--- start of DATASET RECORDS ---
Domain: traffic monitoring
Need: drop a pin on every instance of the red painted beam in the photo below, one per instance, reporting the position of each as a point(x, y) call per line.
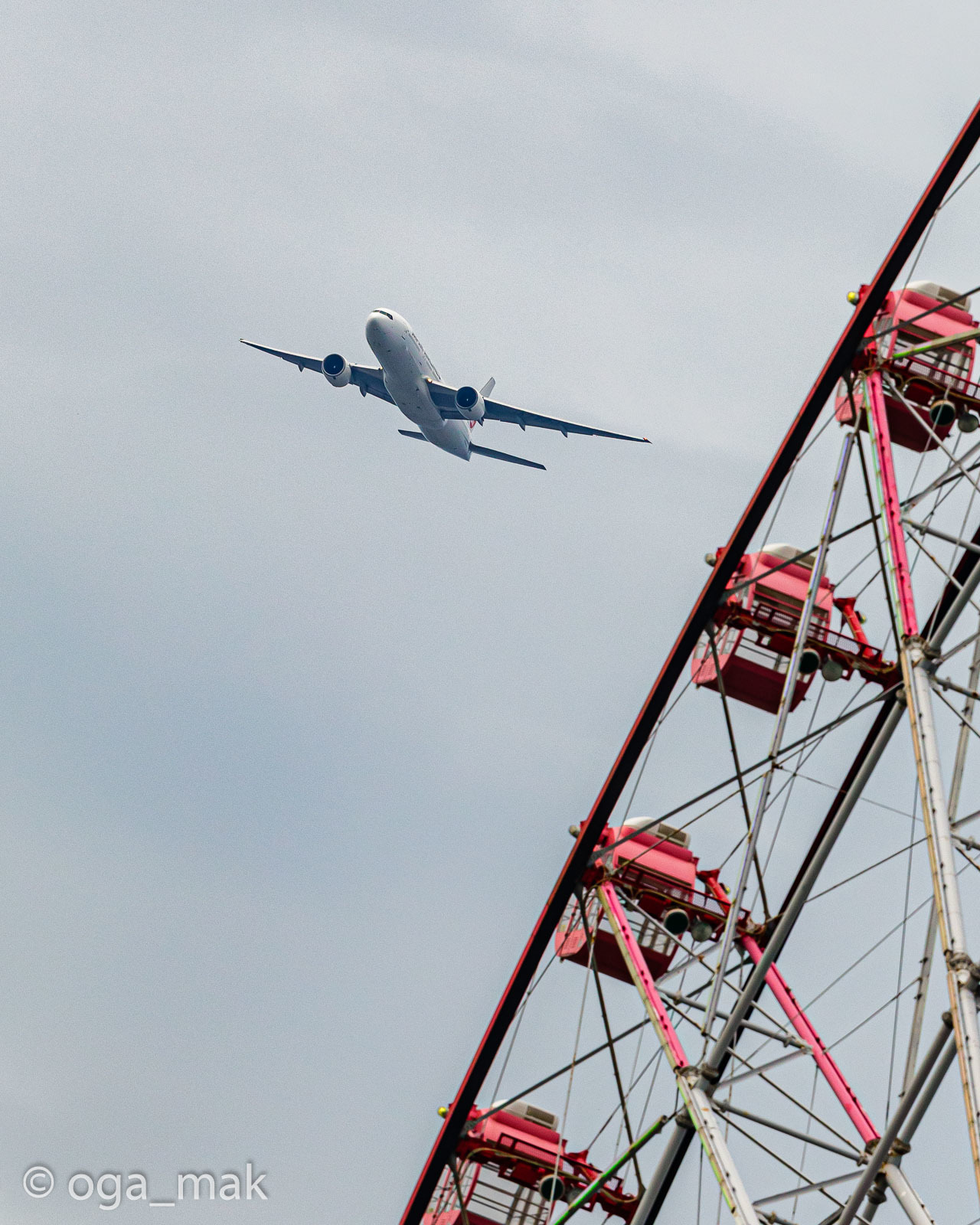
point(701, 614)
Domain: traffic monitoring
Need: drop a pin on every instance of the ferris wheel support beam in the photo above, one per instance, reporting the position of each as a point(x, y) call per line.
--- end of DATASET RECORDS ---
## WORK TO BE COMPLETED
Please quote the records above word for word, leaving out the pictures.

## TASK RESULT
Domain: traffic monitoring
Need: drop a pin on every instance of the red painted beam in the photo below, one per instance, reporting the position of each as a point(x, y) call per line.
point(701, 614)
Domain: traffic monitoring
Need: drop a pin on every instance of the ferris wheel support beam in the photo above, one per instance, reporting the position of each as a point(x, y) call per line.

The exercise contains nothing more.